- **Problem details**
Copy out the entries below without any change, beginning at their first line and continuing through the line that contains "positive clicks: (909, 475)".
┌──
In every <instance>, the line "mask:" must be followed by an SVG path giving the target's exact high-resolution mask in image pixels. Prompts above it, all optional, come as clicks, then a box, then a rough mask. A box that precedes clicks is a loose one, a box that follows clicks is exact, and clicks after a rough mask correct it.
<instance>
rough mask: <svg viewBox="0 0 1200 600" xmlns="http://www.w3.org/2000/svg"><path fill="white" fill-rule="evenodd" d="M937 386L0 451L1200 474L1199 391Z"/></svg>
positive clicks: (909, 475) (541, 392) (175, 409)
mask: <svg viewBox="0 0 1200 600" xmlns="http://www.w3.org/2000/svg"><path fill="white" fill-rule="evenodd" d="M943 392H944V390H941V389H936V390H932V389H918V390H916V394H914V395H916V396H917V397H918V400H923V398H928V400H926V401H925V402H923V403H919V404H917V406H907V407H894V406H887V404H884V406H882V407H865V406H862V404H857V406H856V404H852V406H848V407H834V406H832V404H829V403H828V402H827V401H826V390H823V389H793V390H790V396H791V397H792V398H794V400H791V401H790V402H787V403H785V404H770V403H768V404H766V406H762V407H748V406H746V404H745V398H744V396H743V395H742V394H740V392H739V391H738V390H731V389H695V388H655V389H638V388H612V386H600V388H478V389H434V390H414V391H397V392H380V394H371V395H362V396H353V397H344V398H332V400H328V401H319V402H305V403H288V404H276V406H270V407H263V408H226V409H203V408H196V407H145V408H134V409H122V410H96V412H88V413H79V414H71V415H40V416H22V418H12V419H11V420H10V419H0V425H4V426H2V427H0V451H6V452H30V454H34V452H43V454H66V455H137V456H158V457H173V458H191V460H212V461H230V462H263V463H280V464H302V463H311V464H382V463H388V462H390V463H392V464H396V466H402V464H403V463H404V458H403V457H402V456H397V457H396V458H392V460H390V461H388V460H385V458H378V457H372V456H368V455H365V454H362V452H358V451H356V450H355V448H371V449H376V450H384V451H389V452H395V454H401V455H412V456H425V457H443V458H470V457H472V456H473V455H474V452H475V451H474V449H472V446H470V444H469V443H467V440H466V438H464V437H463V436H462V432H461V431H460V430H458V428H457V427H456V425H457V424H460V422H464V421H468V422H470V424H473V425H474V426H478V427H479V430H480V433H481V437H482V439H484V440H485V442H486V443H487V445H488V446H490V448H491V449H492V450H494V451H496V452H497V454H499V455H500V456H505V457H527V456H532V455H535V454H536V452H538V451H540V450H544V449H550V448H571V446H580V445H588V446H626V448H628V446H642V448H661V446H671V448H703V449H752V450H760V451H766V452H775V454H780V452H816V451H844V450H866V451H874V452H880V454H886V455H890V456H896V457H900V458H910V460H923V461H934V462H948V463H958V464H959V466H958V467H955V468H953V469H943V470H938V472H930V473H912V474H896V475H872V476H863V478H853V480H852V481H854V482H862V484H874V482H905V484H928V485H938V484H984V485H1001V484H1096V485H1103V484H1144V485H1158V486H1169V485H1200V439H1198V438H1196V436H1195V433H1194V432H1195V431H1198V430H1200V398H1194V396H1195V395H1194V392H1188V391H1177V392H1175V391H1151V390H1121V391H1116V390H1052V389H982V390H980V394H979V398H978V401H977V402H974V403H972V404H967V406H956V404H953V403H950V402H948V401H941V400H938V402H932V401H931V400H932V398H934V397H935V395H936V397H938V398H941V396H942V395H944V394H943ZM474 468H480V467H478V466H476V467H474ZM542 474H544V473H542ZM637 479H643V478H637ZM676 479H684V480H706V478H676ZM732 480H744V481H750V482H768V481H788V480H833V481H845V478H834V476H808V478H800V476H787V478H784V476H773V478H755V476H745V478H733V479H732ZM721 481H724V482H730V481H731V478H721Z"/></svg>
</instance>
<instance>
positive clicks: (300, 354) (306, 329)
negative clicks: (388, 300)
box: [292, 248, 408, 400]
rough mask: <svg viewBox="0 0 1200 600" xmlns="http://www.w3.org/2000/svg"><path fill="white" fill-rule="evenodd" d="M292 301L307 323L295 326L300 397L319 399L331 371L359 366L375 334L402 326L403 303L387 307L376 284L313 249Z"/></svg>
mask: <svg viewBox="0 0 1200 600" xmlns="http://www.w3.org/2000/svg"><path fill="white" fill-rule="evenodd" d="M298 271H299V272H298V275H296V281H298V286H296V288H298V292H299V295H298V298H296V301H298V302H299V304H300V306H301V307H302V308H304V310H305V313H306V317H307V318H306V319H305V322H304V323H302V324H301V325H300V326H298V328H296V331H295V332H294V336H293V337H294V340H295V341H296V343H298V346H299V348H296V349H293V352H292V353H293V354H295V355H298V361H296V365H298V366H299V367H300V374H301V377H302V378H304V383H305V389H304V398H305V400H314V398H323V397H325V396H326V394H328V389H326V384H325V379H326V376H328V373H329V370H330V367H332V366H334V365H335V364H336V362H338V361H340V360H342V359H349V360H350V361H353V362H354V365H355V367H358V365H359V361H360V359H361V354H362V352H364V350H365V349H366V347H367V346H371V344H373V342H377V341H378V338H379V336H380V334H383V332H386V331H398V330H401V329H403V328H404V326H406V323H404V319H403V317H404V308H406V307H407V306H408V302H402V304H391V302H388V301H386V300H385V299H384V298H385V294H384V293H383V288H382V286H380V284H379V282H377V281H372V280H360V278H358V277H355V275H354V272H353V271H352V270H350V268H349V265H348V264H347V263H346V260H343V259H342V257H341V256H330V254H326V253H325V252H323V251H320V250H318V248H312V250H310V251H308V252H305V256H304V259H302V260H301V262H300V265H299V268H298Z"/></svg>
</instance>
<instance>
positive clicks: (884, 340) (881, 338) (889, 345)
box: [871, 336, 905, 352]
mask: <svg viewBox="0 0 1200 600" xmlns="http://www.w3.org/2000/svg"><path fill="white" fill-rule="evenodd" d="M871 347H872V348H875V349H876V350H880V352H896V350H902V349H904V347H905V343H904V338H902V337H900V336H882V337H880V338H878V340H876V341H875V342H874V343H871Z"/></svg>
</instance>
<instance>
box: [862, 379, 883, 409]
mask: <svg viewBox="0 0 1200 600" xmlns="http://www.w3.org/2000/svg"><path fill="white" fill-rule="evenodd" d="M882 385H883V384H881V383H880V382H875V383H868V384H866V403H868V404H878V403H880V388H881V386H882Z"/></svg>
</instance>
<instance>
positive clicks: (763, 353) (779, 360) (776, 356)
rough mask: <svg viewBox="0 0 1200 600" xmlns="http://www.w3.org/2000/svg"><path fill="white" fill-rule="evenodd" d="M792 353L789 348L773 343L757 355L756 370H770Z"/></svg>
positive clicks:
└──
- **Answer to this problem**
In every <instance>, the line "mask:" must be followed by an SVG path giving the target's exact high-resolution mask in image pixels. Prompts above it, all optional, come as clicks, then a box, then a rough mask. A box that precedes clicks is a loose one, a box that follows clicks is exact, and clicks after a rough mask correct it.
<instance>
rough mask: <svg viewBox="0 0 1200 600" xmlns="http://www.w3.org/2000/svg"><path fill="white" fill-rule="evenodd" d="M937 386L0 451L1200 474L1199 391Z"/></svg>
positive clicks: (909, 475) (541, 392) (175, 409)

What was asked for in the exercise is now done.